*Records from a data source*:
--------------------

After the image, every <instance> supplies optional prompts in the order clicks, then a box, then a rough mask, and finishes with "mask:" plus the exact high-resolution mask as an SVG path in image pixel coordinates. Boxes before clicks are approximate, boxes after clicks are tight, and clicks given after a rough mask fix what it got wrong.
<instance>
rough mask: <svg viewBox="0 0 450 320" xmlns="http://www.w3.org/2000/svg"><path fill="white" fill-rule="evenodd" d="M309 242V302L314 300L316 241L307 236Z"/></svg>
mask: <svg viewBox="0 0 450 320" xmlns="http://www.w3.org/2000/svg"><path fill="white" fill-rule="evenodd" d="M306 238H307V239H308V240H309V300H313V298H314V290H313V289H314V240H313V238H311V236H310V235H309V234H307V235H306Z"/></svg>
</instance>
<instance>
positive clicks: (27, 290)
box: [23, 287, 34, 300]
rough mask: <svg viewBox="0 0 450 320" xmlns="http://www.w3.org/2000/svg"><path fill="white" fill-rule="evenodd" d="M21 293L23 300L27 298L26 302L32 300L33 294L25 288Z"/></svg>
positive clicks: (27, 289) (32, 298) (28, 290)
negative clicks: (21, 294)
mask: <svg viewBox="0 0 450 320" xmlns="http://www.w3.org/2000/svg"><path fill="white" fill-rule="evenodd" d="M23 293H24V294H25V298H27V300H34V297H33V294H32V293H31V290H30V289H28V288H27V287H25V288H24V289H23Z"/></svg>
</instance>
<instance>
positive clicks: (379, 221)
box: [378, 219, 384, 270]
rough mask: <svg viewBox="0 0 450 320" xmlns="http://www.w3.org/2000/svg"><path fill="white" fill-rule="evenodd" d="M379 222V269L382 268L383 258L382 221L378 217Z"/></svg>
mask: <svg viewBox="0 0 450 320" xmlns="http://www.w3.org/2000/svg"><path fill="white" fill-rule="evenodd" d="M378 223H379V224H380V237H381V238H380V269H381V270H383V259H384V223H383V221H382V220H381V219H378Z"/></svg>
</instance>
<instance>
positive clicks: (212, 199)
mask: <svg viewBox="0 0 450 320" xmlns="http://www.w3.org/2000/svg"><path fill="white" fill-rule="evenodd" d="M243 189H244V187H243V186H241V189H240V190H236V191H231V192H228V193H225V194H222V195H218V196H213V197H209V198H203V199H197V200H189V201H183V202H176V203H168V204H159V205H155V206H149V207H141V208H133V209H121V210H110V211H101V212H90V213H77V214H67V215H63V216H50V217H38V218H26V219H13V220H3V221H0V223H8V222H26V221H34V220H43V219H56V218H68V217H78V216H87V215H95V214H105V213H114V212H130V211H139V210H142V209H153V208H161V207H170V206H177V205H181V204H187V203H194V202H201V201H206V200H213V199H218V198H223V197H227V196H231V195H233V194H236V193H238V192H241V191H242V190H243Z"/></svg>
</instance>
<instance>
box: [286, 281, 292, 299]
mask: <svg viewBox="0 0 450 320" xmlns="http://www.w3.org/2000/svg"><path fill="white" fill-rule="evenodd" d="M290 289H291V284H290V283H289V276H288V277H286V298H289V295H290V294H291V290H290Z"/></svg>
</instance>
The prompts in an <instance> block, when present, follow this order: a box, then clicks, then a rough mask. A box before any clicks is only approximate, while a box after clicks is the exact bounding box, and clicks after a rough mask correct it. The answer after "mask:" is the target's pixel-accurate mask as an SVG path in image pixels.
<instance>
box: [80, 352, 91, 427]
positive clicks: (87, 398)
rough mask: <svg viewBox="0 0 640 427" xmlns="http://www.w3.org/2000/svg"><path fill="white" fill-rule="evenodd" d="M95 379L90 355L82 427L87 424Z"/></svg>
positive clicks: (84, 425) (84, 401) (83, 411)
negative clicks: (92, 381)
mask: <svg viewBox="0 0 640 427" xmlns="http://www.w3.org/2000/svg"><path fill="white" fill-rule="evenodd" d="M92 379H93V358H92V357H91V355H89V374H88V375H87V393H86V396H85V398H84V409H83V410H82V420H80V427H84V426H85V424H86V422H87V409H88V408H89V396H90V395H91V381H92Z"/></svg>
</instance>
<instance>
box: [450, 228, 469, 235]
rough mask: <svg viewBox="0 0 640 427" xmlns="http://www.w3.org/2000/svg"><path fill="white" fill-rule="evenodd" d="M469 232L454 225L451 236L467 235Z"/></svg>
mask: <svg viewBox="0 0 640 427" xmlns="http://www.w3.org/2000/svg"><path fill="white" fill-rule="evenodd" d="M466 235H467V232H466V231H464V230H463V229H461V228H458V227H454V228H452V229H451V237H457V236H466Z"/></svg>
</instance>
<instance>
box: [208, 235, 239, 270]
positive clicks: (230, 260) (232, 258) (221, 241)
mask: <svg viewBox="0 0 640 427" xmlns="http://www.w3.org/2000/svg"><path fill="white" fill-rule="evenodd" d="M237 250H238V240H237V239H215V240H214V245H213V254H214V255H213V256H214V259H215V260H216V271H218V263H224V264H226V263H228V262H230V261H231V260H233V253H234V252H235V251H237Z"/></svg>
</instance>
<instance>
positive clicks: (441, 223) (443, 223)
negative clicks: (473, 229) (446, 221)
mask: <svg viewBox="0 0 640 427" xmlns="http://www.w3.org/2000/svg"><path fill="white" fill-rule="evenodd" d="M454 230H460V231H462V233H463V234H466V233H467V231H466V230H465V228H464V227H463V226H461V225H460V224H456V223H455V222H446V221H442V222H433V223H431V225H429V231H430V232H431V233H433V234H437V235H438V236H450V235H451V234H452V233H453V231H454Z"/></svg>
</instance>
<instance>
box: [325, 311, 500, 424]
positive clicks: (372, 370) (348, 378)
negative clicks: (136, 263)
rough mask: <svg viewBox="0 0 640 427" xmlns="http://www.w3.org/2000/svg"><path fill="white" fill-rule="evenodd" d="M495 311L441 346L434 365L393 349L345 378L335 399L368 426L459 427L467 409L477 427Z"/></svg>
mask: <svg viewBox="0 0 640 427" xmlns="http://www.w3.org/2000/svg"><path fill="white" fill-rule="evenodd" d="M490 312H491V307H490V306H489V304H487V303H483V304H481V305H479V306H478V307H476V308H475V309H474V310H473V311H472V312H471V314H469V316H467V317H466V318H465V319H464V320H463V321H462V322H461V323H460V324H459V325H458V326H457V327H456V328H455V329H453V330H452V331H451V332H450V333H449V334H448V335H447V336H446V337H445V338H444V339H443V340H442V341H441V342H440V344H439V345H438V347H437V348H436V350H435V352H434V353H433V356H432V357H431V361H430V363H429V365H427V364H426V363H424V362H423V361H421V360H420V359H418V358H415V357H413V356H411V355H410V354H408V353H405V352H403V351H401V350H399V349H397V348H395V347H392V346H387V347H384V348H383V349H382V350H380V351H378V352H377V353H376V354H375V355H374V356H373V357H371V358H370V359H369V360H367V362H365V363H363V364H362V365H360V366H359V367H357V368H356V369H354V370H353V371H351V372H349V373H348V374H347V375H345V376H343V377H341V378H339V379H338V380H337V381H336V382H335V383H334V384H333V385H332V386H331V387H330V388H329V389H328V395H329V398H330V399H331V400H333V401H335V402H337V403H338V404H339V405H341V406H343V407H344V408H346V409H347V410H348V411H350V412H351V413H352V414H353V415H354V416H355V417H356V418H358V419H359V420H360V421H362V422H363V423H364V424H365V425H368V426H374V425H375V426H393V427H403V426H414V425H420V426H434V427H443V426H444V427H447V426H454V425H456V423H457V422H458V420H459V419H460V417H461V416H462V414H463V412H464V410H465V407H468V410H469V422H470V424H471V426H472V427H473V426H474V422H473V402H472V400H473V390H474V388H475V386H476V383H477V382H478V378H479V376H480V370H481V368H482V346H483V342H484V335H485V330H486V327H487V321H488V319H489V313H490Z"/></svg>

--------------------

*WHAT THE TASK ASKS*: Pull out each line of the entries above that contains the word "negative", and copy those lines.

*EXERCISE SOLUTION*:
negative clicks: (21, 294)
negative clicks: (92, 381)
negative clicks: (473, 229) (446, 221)
negative clicks: (136, 263)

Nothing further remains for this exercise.